## Exercise
Print every one of the records below word for word, changing nothing.
** start of Dataset excerpts **
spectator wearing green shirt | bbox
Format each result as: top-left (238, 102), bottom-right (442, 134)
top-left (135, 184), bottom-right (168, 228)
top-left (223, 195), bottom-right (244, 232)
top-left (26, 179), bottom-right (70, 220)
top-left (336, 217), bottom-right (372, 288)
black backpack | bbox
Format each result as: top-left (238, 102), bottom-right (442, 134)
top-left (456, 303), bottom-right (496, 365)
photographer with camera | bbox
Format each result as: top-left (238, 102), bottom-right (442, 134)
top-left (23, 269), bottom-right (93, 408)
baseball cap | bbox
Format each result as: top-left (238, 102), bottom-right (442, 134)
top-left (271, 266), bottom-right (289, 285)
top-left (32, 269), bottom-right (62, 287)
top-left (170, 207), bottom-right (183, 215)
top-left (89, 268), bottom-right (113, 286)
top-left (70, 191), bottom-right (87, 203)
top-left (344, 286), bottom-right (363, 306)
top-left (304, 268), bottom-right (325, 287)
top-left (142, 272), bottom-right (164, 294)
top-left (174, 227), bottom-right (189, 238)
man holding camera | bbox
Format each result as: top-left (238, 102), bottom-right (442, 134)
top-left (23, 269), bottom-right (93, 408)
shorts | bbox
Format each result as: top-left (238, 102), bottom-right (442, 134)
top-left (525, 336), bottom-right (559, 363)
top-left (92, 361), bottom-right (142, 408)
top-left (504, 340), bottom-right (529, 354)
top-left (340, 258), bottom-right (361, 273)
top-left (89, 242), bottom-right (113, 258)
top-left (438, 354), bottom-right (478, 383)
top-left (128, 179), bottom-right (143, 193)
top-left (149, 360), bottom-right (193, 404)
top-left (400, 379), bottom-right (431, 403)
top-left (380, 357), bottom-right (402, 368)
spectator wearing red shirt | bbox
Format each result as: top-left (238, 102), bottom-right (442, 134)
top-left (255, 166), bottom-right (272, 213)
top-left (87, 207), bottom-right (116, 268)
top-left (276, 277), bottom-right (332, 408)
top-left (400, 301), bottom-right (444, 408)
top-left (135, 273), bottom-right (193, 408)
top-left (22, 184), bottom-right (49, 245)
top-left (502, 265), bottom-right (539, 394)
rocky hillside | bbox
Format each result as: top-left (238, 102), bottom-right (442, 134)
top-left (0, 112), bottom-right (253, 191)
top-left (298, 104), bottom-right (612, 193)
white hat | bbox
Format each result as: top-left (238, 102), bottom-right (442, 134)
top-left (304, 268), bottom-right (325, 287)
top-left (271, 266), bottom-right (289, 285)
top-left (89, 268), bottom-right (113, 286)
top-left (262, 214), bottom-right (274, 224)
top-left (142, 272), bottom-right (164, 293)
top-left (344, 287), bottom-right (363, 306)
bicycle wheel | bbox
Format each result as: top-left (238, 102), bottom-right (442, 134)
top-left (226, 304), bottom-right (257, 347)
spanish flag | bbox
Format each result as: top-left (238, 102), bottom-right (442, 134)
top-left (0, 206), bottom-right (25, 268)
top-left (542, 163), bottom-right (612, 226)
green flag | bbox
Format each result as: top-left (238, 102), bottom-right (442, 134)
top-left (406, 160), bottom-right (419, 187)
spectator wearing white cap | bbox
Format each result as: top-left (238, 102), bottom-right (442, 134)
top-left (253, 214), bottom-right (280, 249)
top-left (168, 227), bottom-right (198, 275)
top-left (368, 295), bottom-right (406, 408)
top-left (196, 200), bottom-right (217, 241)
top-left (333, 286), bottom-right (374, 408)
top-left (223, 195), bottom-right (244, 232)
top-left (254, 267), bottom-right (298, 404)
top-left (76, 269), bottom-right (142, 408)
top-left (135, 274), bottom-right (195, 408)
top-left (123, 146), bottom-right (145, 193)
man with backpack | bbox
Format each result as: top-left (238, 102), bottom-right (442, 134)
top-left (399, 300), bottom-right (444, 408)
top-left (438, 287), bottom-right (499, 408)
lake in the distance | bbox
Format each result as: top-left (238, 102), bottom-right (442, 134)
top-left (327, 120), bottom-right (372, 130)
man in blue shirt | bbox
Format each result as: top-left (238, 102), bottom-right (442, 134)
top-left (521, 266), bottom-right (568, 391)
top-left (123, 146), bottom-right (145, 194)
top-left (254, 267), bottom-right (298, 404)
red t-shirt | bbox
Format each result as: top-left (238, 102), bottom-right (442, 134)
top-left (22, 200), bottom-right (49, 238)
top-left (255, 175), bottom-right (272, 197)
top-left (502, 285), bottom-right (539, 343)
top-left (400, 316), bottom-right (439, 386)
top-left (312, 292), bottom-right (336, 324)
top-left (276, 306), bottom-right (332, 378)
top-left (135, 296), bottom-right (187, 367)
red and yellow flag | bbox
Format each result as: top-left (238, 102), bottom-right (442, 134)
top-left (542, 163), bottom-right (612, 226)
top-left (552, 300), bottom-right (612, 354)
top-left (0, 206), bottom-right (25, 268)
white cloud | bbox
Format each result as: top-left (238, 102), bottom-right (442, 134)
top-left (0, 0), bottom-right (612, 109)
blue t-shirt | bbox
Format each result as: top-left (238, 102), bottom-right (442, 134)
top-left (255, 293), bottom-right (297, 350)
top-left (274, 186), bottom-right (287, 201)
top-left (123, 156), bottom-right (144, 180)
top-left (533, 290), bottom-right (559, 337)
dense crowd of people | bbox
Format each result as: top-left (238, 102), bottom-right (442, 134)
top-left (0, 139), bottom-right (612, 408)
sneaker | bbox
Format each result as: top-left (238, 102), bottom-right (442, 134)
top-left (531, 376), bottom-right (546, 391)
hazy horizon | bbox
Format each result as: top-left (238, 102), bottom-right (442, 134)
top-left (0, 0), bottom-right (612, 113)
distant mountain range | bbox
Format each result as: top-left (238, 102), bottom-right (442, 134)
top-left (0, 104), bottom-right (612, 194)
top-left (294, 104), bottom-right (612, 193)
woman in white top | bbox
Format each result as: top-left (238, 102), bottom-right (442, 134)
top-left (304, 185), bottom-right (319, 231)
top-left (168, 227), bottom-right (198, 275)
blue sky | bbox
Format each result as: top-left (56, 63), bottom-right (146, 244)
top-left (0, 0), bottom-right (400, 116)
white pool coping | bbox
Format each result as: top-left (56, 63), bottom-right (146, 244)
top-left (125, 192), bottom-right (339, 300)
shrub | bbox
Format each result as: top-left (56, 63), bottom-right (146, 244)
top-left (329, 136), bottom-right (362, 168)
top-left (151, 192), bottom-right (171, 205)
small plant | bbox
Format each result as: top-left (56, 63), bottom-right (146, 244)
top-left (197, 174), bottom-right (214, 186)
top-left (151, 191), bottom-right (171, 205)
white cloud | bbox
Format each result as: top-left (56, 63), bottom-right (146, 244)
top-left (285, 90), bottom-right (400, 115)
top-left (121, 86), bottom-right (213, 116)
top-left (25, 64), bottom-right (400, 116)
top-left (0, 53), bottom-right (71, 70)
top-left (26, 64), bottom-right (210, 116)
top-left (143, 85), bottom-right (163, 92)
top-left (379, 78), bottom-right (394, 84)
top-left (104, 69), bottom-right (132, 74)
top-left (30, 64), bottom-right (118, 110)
** end of Dataset excerpts **
## Exercise response
spectator wearing green shirt | bbox
Format each result as: top-left (238, 102), bottom-right (442, 134)
top-left (135, 184), bottom-right (168, 228)
top-left (223, 195), bottom-right (244, 232)
top-left (26, 179), bottom-right (70, 220)
top-left (336, 217), bottom-right (372, 288)
black backpack | bbox
Format each result as: top-left (238, 102), bottom-right (442, 134)
top-left (456, 303), bottom-right (496, 365)
photographer with camera | bbox
Format each result as: top-left (238, 102), bottom-right (442, 134)
top-left (23, 269), bottom-right (93, 408)
baseball cap | bbox
Format each result as: top-left (238, 102), bottom-right (442, 134)
top-left (271, 266), bottom-right (289, 285)
top-left (32, 269), bottom-right (62, 287)
top-left (170, 207), bottom-right (183, 215)
top-left (89, 268), bottom-right (113, 286)
top-left (70, 191), bottom-right (87, 203)
top-left (344, 286), bottom-right (363, 306)
top-left (304, 268), bottom-right (325, 287)
top-left (142, 272), bottom-right (164, 294)
top-left (174, 227), bottom-right (189, 238)
man holding camera | bbox
Format each result as: top-left (238, 102), bottom-right (442, 134)
top-left (23, 269), bottom-right (93, 408)
shorts | bbox
Format each result as: top-left (238, 102), bottom-right (442, 134)
top-left (525, 336), bottom-right (559, 363)
top-left (92, 361), bottom-right (142, 408)
top-left (504, 340), bottom-right (529, 354)
top-left (340, 258), bottom-right (361, 273)
top-left (89, 242), bottom-right (113, 258)
top-left (438, 354), bottom-right (478, 383)
top-left (128, 179), bottom-right (143, 193)
top-left (149, 360), bottom-right (193, 404)
top-left (400, 379), bottom-right (431, 403)
top-left (380, 357), bottom-right (402, 368)
spectator wearing red shirt | bbox
Format each result as: top-left (238, 102), bottom-right (442, 134)
top-left (255, 166), bottom-right (272, 213)
top-left (87, 207), bottom-right (116, 268)
top-left (276, 277), bottom-right (332, 408)
top-left (400, 301), bottom-right (444, 408)
top-left (135, 273), bottom-right (193, 408)
top-left (22, 184), bottom-right (49, 245)
top-left (502, 265), bottom-right (539, 394)
rocky hillside | bbox
Format each result as: top-left (238, 102), bottom-right (442, 134)
top-left (0, 112), bottom-right (253, 191)
top-left (298, 104), bottom-right (612, 193)
white hat | bbox
Format each result as: top-left (238, 102), bottom-right (442, 134)
top-left (304, 268), bottom-right (325, 287)
top-left (271, 266), bottom-right (289, 285)
top-left (89, 268), bottom-right (113, 286)
top-left (262, 214), bottom-right (274, 224)
top-left (142, 272), bottom-right (164, 293)
top-left (344, 287), bottom-right (363, 306)
bicycle wheel | bbox
Format each result as: top-left (238, 102), bottom-right (442, 134)
top-left (226, 304), bottom-right (257, 347)
spanish flag | bbox
Format each result as: top-left (238, 102), bottom-right (442, 134)
top-left (0, 206), bottom-right (25, 268)
top-left (542, 163), bottom-right (612, 226)
green flag | bbox
Format each result as: top-left (238, 102), bottom-right (442, 134)
top-left (406, 160), bottom-right (419, 187)
spectator wearing white cap | bbox
Format each result as: top-left (238, 102), bottom-right (442, 134)
top-left (253, 214), bottom-right (280, 249)
top-left (168, 227), bottom-right (198, 275)
top-left (368, 295), bottom-right (406, 408)
top-left (196, 200), bottom-right (217, 241)
top-left (333, 286), bottom-right (374, 408)
top-left (223, 195), bottom-right (244, 232)
top-left (254, 267), bottom-right (298, 404)
top-left (76, 269), bottom-right (142, 408)
top-left (135, 274), bottom-right (195, 408)
top-left (123, 146), bottom-right (145, 193)
man with backpack | bbox
Format each result as: top-left (238, 102), bottom-right (442, 134)
top-left (399, 300), bottom-right (444, 408)
top-left (438, 287), bottom-right (499, 408)
lake in the distance | bbox
Format each result as: top-left (238, 102), bottom-right (442, 134)
top-left (327, 120), bottom-right (372, 130)
man in blue shirt | bbox
Format each result as: top-left (238, 102), bottom-right (442, 134)
top-left (521, 266), bottom-right (568, 391)
top-left (123, 146), bottom-right (145, 194)
top-left (254, 267), bottom-right (298, 404)
red t-shirt | bbox
Format each result as: top-left (238, 102), bottom-right (442, 134)
top-left (22, 200), bottom-right (49, 238)
top-left (255, 175), bottom-right (272, 197)
top-left (502, 285), bottom-right (539, 343)
top-left (400, 316), bottom-right (439, 386)
top-left (312, 292), bottom-right (336, 324)
top-left (276, 306), bottom-right (332, 378)
top-left (135, 296), bottom-right (187, 367)
red and yellow flag | bbox
Format each result as: top-left (238, 102), bottom-right (442, 134)
top-left (542, 163), bottom-right (612, 226)
top-left (552, 300), bottom-right (612, 354)
top-left (0, 206), bottom-right (25, 268)
white cloud | bbox
Format each result as: top-left (238, 102), bottom-right (442, 134)
top-left (0, 0), bottom-right (612, 109)
blue t-shirt | bbox
Format each result as: top-left (238, 102), bottom-right (442, 134)
top-left (255, 293), bottom-right (297, 350)
top-left (274, 186), bottom-right (287, 201)
top-left (123, 156), bottom-right (144, 180)
top-left (533, 290), bottom-right (559, 337)
dense crowd of people | bbox
Format each result as: top-left (238, 102), bottom-right (442, 134)
top-left (0, 139), bottom-right (612, 408)
sneaker | bbox
Format each result as: top-left (238, 102), bottom-right (442, 134)
top-left (531, 376), bottom-right (546, 391)
hazy horizon | bbox
Format each result as: top-left (238, 102), bottom-right (442, 134)
top-left (0, 0), bottom-right (612, 113)
distant mountain range | bbox
Format each result as: top-left (238, 102), bottom-right (442, 134)
top-left (0, 104), bottom-right (612, 194)
top-left (294, 104), bottom-right (612, 193)
woman in white top | bbox
Format each result as: top-left (238, 102), bottom-right (442, 134)
top-left (304, 185), bottom-right (319, 231)
top-left (168, 227), bottom-right (198, 275)
blue sky | bbox
Format each result as: top-left (56, 63), bottom-right (146, 244)
top-left (0, 0), bottom-right (400, 116)
white pool coping | bbox
Format each result as: top-left (56, 63), bottom-right (146, 244)
top-left (125, 192), bottom-right (339, 300)
shrub | bbox
Format each result as: top-left (56, 63), bottom-right (146, 244)
top-left (329, 136), bottom-right (362, 168)
top-left (151, 192), bottom-right (171, 205)
small plant | bbox
Format each result as: top-left (56, 63), bottom-right (146, 244)
top-left (197, 174), bottom-right (214, 186)
top-left (151, 191), bottom-right (171, 205)
white cloud | bbox
Format each result as: top-left (56, 63), bottom-right (146, 244)
top-left (285, 90), bottom-right (400, 115)
top-left (121, 86), bottom-right (213, 116)
top-left (25, 64), bottom-right (400, 116)
top-left (0, 53), bottom-right (71, 70)
top-left (26, 64), bottom-right (210, 116)
top-left (143, 85), bottom-right (163, 92)
top-left (379, 78), bottom-right (394, 84)
top-left (104, 69), bottom-right (132, 74)
top-left (30, 64), bottom-right (118, 110)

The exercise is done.